BEGIN EXCERPTED DATA
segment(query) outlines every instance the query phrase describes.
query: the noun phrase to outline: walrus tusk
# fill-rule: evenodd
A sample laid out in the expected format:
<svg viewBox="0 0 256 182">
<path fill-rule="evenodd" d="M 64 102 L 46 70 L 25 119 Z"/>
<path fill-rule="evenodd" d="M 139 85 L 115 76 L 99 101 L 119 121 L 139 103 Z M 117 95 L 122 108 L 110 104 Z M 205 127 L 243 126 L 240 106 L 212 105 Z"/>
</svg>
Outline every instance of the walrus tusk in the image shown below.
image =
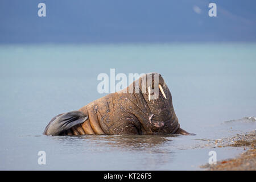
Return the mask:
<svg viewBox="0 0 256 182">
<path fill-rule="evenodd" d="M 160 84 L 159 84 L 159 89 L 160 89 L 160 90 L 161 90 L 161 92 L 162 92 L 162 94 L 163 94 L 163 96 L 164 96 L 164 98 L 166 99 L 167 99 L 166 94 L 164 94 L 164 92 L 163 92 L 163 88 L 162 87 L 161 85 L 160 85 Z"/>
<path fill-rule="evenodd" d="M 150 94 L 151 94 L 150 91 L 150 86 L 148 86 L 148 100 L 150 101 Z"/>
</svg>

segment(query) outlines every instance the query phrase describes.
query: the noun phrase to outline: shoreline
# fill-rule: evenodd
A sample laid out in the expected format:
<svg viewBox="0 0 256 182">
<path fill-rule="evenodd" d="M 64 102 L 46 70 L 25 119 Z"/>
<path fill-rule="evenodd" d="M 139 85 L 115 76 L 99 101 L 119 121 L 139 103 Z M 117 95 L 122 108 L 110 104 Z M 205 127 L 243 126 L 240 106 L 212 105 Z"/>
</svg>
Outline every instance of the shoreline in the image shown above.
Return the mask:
END EXCERPTED DATA
## WHAT THE EXERCISE ASKS
Write out the stretch from the start of the material through the line containing "160 84 L 159", including both ends. Scale every number in the answer outlines, meaning the viewBox dimensions and path coordinates, by 0.25 and round to whole numbers with halves rounded up. Leave the requests and their format samples unchanged, and omit the pictures.

## EXERCISE ANSWER
segment(query) outlines every instance the query phrase describes.
query: the noun phrase to outline: walrus tusk
# fill-rule: evenodd
A sample laid out in the expected format:
<svg viewBox="0 0 256 182">
<path fill-rule="evenodd" d="M 64 102 L 46 70 L 25 119 Z"/>
<path fill-rule="evenodd" d="M 139 85 L 115 76 L 99 101 L 119 121 L 139 103 Z M 117 95 L 122 108 L 110 104 Z M 205 127 L 243 126 L 240 106 L 212 105 Z"/>
</svg>
Outline every instance of the walrus tusk in the image shown below.
image =
Return the mask:
<svg viewBox="0 0 64 46">
<path fill-rule="evenodd" d="M 40 21 L 40 21 L 40 22 L 40 22 L 40 23 L 40 23 L 40 23 L 41 23 L 41 24 L 41 24 L 41 24 L 41 24 L 41 25 L 42 25 L 42 25 L 42 24 L 41 24 L 41 23 L 41 23 L 41 22 L 41 22 L 40 21 L 40 21 Z"/>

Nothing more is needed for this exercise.